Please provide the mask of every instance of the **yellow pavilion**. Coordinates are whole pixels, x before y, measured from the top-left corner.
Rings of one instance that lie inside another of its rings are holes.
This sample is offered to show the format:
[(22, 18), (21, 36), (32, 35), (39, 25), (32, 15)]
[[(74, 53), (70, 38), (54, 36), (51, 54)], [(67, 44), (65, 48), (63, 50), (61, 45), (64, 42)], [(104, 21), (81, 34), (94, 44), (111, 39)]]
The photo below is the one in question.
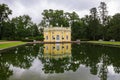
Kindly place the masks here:
[(45, 27), (44, 42), (70, 42), (71, 27)]

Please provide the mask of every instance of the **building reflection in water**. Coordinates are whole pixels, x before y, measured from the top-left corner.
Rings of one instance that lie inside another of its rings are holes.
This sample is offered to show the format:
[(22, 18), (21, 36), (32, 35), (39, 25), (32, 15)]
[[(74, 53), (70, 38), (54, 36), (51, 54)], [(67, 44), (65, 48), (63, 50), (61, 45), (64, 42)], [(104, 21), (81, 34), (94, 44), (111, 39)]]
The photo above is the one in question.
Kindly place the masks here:
[(71, 44), (44, 44), (44, 58), (71, 57)]

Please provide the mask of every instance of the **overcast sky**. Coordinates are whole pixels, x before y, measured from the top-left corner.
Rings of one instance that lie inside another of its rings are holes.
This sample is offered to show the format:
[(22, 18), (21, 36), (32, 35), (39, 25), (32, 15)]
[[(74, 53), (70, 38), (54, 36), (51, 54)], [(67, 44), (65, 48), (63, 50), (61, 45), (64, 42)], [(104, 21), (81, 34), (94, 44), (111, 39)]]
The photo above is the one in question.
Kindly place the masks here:
[(39, 23), (44, 9), (60, 9), (65, 12), (75, 11), (80, 17), (89, 14), (89, 10), (106, 2), (109, 15), (120, 12), (120, 0), (0, 0), (13, 11), (11, 17), (28, 14), (32, 21)]

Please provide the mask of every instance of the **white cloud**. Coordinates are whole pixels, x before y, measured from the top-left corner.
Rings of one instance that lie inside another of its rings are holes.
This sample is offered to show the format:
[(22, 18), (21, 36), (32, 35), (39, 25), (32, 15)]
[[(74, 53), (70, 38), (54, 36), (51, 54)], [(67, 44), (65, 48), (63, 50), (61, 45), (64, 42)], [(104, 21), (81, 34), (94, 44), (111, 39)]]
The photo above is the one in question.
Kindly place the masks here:
[(75, 11), (83, 17), (89, 14), (92, 7), (98, 7), (101, 1), (106, 2), (110, 15), (120, 11), (119, 0), (0, 0), (0, 3), (5, 3), (12, 9), (11, 17), (28, 14), (34, 22), (39, 23), (44, 9)]

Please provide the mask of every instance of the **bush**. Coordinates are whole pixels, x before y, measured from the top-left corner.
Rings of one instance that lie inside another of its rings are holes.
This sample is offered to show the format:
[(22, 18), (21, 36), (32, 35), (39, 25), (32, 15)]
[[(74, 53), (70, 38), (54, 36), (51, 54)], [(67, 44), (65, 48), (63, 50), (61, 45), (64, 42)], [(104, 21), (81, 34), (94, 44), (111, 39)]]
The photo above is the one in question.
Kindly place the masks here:
[(22, 39), (23, 42), (33, 42), (33, 39)]

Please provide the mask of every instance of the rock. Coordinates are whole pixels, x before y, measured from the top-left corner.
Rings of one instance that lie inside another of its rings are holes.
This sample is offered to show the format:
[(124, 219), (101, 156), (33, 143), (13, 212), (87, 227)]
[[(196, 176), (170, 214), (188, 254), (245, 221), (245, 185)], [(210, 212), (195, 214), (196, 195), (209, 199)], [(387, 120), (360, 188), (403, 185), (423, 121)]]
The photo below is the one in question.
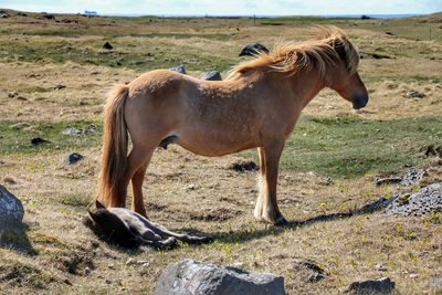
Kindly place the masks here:
[(162, 271), (154, 294), (280, 295), (285, 289), (284, 277), (280, 275), (185, 260)]
[(13, 98), (13, 97), (15, 97), (17, 95), (19, 95), (17, 92), (9, 92), (9, 93), (8, 93), (8, 97), (9, 97), (9, 98)]
[(185, 190), (196, 190), (198, 189), (198, 185), (196, 183), (189, 183), (185, 187)]
[(24, 215), (23, 204), (0, 185), (0, 231), (20, 225)]
[(386, 209), (388, 214), (423, 215), (442, 212), (442, 182), (430, 185), (410, 196), (397, 197)]
[(66, 85), (57, 84), (57, 85), (55, 85), (54, 89), (60, 91), (60, 89), (64, 89), (65, 87), (66, 87)]
[(442, 291), (442, 277), (435, 278), (434, 282), (431, 284), (431, 287), (436, 292), (441, 292)]
[(113, 50), (113, 49), (114, 49), (114, 46), (110, 45), (109, 42), (104, 43), (104, 44), (103, 44), (103, 48), (104, 48), (105, 50)]
[(418, 185), (425, 175), (427, 175), (425, 170), (420, 168), (412, 168), (403, 177), (398, 177), (398, 176), (375, 177), (372, 183), (375, 186), (399, 183), (401, 186), (410, 187)]
[(260, 43), (254, 43), (254, 44), (248, 44), (245, 48), (242, 49), (240, 52), (240, 56), (255, 56), (256, 54), (260, 54), (261, 52), (269, 53), (270, 51), (267, 50), (266, 46)]
[(78, 134), (82, 134), (82, 130), (77, 129), (75, 127), (67, 127), (66, 129), (64, 129), (62, 131), (62, 134), (64, 134), (64, 135), (78, 135)]
[(430, 145), (427, 148), (424, 148), (424, 150), (425, 150), (424, 156), (427, 158), (435, 156), (442, 159), (442, 146)]
[(175, 72), (178, 72), (178, 73), (183, 74), (183, 75), (187, 74), (186, 66), (183, 64), (180, 64), (180, 65), (175, 66), (175, 67), (170, 67), (170, 71), (175, 71)]
[(51, 141), (40, 138), (40, 137), (35, 137), (31, 139), (31, 144), (36, 147), (36, 146), (41, 146), (41, 145), (48, 145), (51, 144)]
[(391, 56), (380, 53), (369, 53), (369, 52), (359, 52), (359, 57), (362, 59), (373, 59), (373, 60), (390, 60)]
[(379, 272), (387, 272), (387, 266), (381, 263), (376, 264), (375, 268)]
[(378, 280), (369, 280), (364, 282), (351, 283), (344, 293), (352, 294), (388, 294), (394, 289), (394, 282), (390, 277), (382, 277)]
[(211, 71), (211, 72), (202, 73), (201, 80), (222, 81), (222, 77), (221, 77), (221, 73), (220, 72)]
[(375, 177), (372, 183), (379, 187), (383, 185), (399, 183), (401, 181), (401, 177)]
[(82, 160), (84, 157), (80, 154), (73, 152), (71, 155), (69, 155), (66, 158), (64, 158), (64, 162), (67, 165), (72, 165), (75, 164), (80, 160)]
[(311, 260), (296, 260), (293, 270), (295, 276), (308, 283), (318, 282), (326, 276), (324, 270)]
[(424, 93), (418, 92), (418, 91), (409, 91), (404, 95), (407, 98), (423, 98), (427, 95)]
[(46, 19), (46, 20), (55, 20), (55, 15), (54, 14), (48, 14), (46, 12), (42, 12), (41, 17), (43, 19)]
[(257, 167), (257, 165), (254, 161), (240, 160), (229, 166), (229, 169), (243, 173), (248, 171), (252, 172), (257, 171), (260, 170), (260, 167)]
[(87, 134), (95, 134), (96, 128), (94, 125), (87, 126), (86, 128), (75, 128), (75, 127), (67, 127), (65, 128), (62, 134), (64, 135), (87, 135)]
[(422, 178), (427, 175), (427, 171), (420, 168), (412, 168), (407, 175), (403, 176), (401, 185), (406, 187), (418, 185)]

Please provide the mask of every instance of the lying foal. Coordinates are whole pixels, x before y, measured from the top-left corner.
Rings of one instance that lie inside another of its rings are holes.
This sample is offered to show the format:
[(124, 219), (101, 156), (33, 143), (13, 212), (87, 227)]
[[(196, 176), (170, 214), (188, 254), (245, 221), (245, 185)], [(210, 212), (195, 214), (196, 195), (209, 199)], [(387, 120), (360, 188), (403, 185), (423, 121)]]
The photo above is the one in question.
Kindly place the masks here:
[(192, 236), (169, 231), (145, 217), (126, 208), (106, 208), (95, 202), (97, 210), (88, 211), (90, 218), (84, 223), (97, 235), (123, 247), (150, 245), (156, 249), (170, 249), (177, 240), (189, 244), (211, 242), (208, 236)]

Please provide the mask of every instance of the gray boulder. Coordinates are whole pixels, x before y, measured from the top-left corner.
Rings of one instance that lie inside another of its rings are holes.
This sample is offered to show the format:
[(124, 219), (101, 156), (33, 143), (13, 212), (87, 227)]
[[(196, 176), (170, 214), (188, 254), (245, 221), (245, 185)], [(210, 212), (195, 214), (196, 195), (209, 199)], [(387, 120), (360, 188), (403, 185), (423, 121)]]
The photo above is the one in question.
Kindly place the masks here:
[(154, 294), (280, 295), (285, 291), (284, 277), (280, 275), (185, 260), (165, 268)]
[(202, 73), (201, 80), (207, 80), (207, 81), (222, 81), (221, 73), (218, 71), (210, 71)]
[(20, 200), (0, 186), (0, 231), (20, 225), (23, 215), (24, 210)]
[(433, 183), (411, 194), (398, 196), (387, 207), (387, 214), (423, 215), (442, 212), (442, 182)]

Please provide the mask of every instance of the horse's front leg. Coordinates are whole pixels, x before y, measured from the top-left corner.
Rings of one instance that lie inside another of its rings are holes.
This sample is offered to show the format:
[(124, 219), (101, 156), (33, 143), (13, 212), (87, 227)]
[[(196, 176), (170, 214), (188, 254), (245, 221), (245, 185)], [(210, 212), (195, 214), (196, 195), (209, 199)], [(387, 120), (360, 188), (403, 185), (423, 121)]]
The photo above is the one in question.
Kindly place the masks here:
[(260, 197), (256, 202), (255, 217), (257, 214), (256, 211), (261, 211), (260, 219), (275, 225), (287, 223), (283, 214), (281, 214), (276, 201), (278, 165), (283, 148), (284, 140), (281, 140), (265, 145), (263, 152), (260, 151), (261, 161), (265, 162), (265, 171), (261, 171), (261, 178), (263, 179), (260, 180)]

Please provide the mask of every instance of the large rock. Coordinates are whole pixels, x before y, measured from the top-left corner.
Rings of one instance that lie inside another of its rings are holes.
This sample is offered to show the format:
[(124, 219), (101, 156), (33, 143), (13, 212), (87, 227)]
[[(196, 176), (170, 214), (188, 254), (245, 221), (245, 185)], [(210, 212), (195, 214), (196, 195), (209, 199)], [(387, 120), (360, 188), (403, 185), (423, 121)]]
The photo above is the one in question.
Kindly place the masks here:
[(0, 231), (20, 225), (23, 220), (23, 206), (15, 196), (0, 186)]
[(249, 273), (234, 267), (185, 260), (169, 264), (159, 277), (155, 295), (264, 295), (285, 294), (284, 277)]
[(442, 212), (442, 182), (397, 197), (386, 209), (386, 213), (399, 215), (423, 215), (432, 212)]
[(394, 289), (394, 282), (390, 277), (382, 277), (378, 280), (369, 280), (362, 282), (354, 282), (344, 293), (351, 294), (390, 294)]

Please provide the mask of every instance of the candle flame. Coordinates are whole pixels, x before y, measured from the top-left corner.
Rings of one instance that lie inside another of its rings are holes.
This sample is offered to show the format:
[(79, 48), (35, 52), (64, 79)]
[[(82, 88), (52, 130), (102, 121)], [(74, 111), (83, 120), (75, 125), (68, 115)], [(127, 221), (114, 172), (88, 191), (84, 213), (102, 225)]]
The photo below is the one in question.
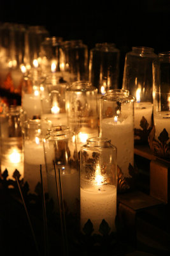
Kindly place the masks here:
[(56, 71), (56, 63), (55, 62), (52, 62), (52, 63), (51, 70), (52, 72), (55, 72)]
[(114, 121), (115, 122), (115, 123), (117, 122), (117, 116), (114, 116)]
[(34, 65), (34, 68), (38, 68), (38, 60), (37, 60), (36, 59), (34, 59), (34, 60), (33, 60), (33, 65)]
[(141, 101), (141, 96), (140, 96), (141, 91), (141, 88), (138, 88), (136, 90), (136, 102), (140, 102), (140, 101)]
[(106, 93), (105, 87), (103, 85), (101, 88), (101, 92), (102, 95), (104, 95)]
[(78, 136), (81, 143), (86, 143), (87, 140), (88, 139), (88, 135), (87, 133), (82, 133), (81, 132), (80, 132), (78, 134)]
[(96, 165), (95, 181), (97, 183), (97, 186), (101, 185), (104, 181), (103, 177), (101, 175), (101, 171), (99, 164)]
[(51, 108), (52, 113), (53, 114), (58, 114), (60, 113), (60, 108), (58, 107), (57, 102)]
[(13, 152), (9, 156), (11, 163), (17, 164), (21, 161), (21, 155), (18, 150), (16, 148), (13, 149)]

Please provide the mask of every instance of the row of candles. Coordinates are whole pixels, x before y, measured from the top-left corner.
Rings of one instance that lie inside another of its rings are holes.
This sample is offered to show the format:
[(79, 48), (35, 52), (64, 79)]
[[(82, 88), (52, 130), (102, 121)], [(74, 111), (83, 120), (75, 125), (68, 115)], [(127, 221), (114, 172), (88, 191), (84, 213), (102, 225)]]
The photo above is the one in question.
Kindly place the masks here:
[[(104, 46), (106, 50), (107, 45)], [(138, 51), (144, 54), (149, 49), (141, 47)], [(140, 129), (143, 117), (148, 122), (147, 127), (152, 126), (153, 103), (140, 100), (145, 90), (150, 98), (152, 85), (149, 90), (145, 88), (136, 74), (134, 86), (131, 84), (135, 93), (131, 95), (129, 91), (132, 90), (126, 83), (126, 70), (129, 67), (127, 57), (123, 88), (110, 90), (106, 90), (110, 89), (110, 79), (103, 85), (100, 81), (97, 90), (89, 81), (71, 82), (69, 79), (68, 81), (67, 72), (56, 72), (55, 61), (50, 61), (50, 73), (45, 72), (34, 61), (34, 67), (28, 73), (22, 68), (25, 76), (22, 106), (15, 109), (11, 107), (6, 112), (3, 106), (1, 114), (1, 172), (6, 168), (11, 177), (17, 168), (29, 183), (30, 192), (34, 193), (40, 181), (39, 165), (42, 164), (45, 189), (53, 198), (57, 209), (54, 173), (57, 167), (61, 173), (64, 199), (69, 210), (77, 212), (76, 202), (80, 198), (81, 228), (90, 219), (96, 232), (103, 219), (112, 230), (115, 229), (117, 166), (125, 177), (129, 176), (129, 164), (134, 165), (134, 128)], [(155, 56), (151, 59), (148, 61), (150, 68)], [(91, 67), (92, 63), (92, 60)], [(153, 67), (158, 68), (157, 62)], [(164, 129), (170, 134), (170, 98), (167, 92), (164, 97), (164, 105), (162, 100), (157, 100), (157, 93), (161, 99), (162, 91), (157, 88), (157, 84), (160, 88), (160, 80), (157, 81), (156, 73), (153, 117), (157, 139)], [(148, 76), (148, 83), (152, 84), (152, 74)], [(168, 89), (169, 86), (166, 87)], [(166, 118), (163, 116), (160, 122), (162, 113)]]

■ ■ ■ ■

§ **Problem**:
Reproduce the lines from the one containing "Please provide the mask of every instance of the horse's" up to and including the one containing "179), (260, 180)]", requests included. Increase every coordinate in the answer masks by 30, and leave the request text and format samples unchanged.

§ **Expected output**:
Please provide the mask of every instance of the horse's front leg. Coordinates are whole pixels, x before y, measured from the top-left corner.
Rings of one instance that lie inside another of its rings are holes.
This sample is offered to show the format:
[(124, 219), (101, 156), (33, 143), (13, 212), (87, 227)]
[[(196, 176), (170, 214), (188, 254), (245, 221), (245, 185)], [(210, 212), (195, 214), (196, 195), (209, 199)], [(387, 120), (360, 188), (403, 185), (423, 121)]]
The photo above is the one in question.
Kindly place the masks here:
[(290, 227), (286, 232), (285, 247), (287, 244), (286, 241), (291, 241), (290, 249), (305, 255), (317, 253), (313, 244), (311, 244), (306, 231), (308, 195), (313, 178), (314, 170), (311, 170), (295, 175), (293, 182), (290, 181), (291, 191), (295, 192), (295, 201), (291, 201), (291, 208), (293, 209), (290, 210)]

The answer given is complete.